## Collected data:
========================================================================

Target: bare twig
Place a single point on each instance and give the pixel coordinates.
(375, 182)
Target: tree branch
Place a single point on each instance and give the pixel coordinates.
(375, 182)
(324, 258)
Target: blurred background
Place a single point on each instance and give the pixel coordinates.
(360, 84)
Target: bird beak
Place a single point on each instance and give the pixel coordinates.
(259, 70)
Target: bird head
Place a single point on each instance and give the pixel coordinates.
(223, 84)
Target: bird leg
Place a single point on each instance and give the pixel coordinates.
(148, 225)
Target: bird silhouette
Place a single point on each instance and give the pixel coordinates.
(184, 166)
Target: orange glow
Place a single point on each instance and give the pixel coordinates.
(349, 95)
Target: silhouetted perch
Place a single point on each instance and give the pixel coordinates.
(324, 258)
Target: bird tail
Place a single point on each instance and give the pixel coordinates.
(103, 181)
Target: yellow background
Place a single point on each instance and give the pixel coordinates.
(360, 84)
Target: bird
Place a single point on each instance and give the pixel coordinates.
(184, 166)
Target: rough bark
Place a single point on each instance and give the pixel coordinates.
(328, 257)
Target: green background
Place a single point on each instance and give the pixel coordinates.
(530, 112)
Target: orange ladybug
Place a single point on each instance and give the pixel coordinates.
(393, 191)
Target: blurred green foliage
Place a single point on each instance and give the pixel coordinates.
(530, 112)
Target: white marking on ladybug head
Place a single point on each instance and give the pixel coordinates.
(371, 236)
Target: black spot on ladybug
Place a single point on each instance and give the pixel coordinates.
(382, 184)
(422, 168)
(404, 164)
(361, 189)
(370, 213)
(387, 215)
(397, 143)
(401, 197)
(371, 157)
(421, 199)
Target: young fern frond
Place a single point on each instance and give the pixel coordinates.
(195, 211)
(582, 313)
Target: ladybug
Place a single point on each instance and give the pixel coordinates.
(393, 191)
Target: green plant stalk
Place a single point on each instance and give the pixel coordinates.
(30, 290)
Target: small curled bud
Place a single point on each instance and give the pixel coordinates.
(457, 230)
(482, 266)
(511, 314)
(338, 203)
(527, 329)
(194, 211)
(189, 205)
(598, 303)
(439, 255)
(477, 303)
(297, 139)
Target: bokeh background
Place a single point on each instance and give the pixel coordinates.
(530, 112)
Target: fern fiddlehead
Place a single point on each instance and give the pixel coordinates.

========================================================================

## Work instructions:
Transcribe every record above exactly as it appears.

## Written response:
Target: bare twig
Place a single point on each instance and give the pixel coordinates.
(375, 182)
Target: tree branch
Place a single point on each instance and give the pixel coordinates.
(375, 182)
(324, 258)
Target: blurred background
Place a single point on each instance and give the pixel coordinates.
(360, 84)
Target: bird beak
Place a single point on each instance and give the pixel coordinates.
(259, 70)
Target: bird head
Place a single point on each instance and give the pixel coordinates.
(223, 84)
Target: bird leg
Place a single point on each instance and give the pixel coordinates.
(148, 225)
Target: bird silhouette
Place a single point on each instance and give the pixel coordinates.
(184, 166)
Target: orange glow
Place a single point on each instance and give the pixel coordinates.
(349, 95)
Target: silhouetted perch
Place a single point on each instance and give the pixel coordinates.
(324, 258)
Target: bird tail
Place a single point on each instance and give the pixel coordinates.
(103, 181)
Target: yellow background
Place a single point on each instance and give the pixel coordinates.
(360, 84)
Target: bird
Place a single point on each instance and give the pixel coordinates.
(184, 166)
Target: rough bark
Place a single point on each instance and give the pixel coordinates.
(328, 257)
Target: green background
Place a single point on each instance and give the pixel coordinates.
(530, 112)
Target: orange ladybug
Place a single point on each instance and give the pixel coordinates.
(393, 191)
Target: blurred green foliage
Place a single point on each instance and give the pixel coordinates.
(530, 112)
Target: white marking on ladybug head
Place a single point on each instance and give the pixel coordinates.
(371, 236)
Target: black spot on ladybug
Place a single point on each instance and give the pixel coordinates.
(382, 184)
(422, 168)
(404, 164)
(361, 189)
(370, 213)
(387, 215)
(397, 143)
(401, 197)
(371, 157)
(421, 199)
Target: young fern frond
Place a single point on each instance and give the pixel coordinates.
(195, 211)
(582, 313)
Target: ladybug
Place a single point on each instance and give the pixel coordinates.
(393, 191)
Target: green plant stalk
Place a single point on each instance and give the pixel coordinates.
(30, 290)
Target: small curled bud
Place a single point on each instance and give the pixel coordinates.
(457, 230)
(482, 266)
(511, 314)
(338, 203)
(527, 329)
(194, 211)
(189, 205)
(598, 303)
(439, 255)
(477, 303)
(297, 139)
Target: bokeh background
Place a single point on each instance and give the pixel coordinates.
(530, 112)
Target: fern fiddlehead
Place a single point on each instance and give the pixel coordinates.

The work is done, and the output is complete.